_INSTRUCTIONS_:
1. List every movie character named in the text on the Prada sequel.
2. According to the text on the Prada sequel, where is Emily working at the start of the movie?

_SUPPLIED TEXT_:
= Beginning of Section =


  • More From Moore

    More From Moore

    I can appreciate that Natalie Moore was able to watch both Prada movies with her mother but question the relevance of her most recent column.

    The sequel might have coincided as Moore suggests with a new Media Insight Project report, but it offers less about the future of media in the United States than she suggests. Rather, the movie relegates journalism, “Capital J” or not, to the setting for a continuing story that was started in the first movie.

    Corporate raiders might appear in the second to dismantle legacy publications, but the “page views” emphasis for example predates Andy’s return as the new features editor. Rather, the movie focuses primarily upon the relationship between Andy, who in her time away has become an award-winning journalist, and her former and future boss Miranda.

    This relationship, which occupies the center of this story, says more about time and aging, and the effects of these upon working relationships among women. Andy, who now trusts learned her instincts and advocates for herself, discovers that the world could be less vicious than she otherwise believed. Miranda in turn finds in Andy a former and perhaps future version of herself, someone who if they can collaborate will enhance both Miranda’s legacy and her life.

    This focus is not only established by the new working relationship between Andy and Miranda, but it is reinforced by the newfound friendship between Andy and her erstwhile rival Emily. Emily, who is working for Dior at the start of the movie, agrees to use her boyfriend Benji to buy the company and unbeknownst to Andy to install her in Miranda’s position, which Andy and Miranda subsequently prevent by finding yet another buyer, which nonetheless doesn’t prevent Andy and Emily from becoming friends.

= End of Section =

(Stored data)

= Beginning of Section =

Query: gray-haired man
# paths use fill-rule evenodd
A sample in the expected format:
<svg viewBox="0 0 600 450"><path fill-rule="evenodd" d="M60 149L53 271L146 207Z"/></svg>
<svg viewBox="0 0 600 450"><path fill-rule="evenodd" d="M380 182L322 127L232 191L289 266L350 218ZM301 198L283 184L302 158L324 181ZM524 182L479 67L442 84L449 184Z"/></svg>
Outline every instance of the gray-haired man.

= End of Section =

_ANSWERS FOR THE TASKS_:
1. Andy, Miranda, Emily, Benji

2. Dior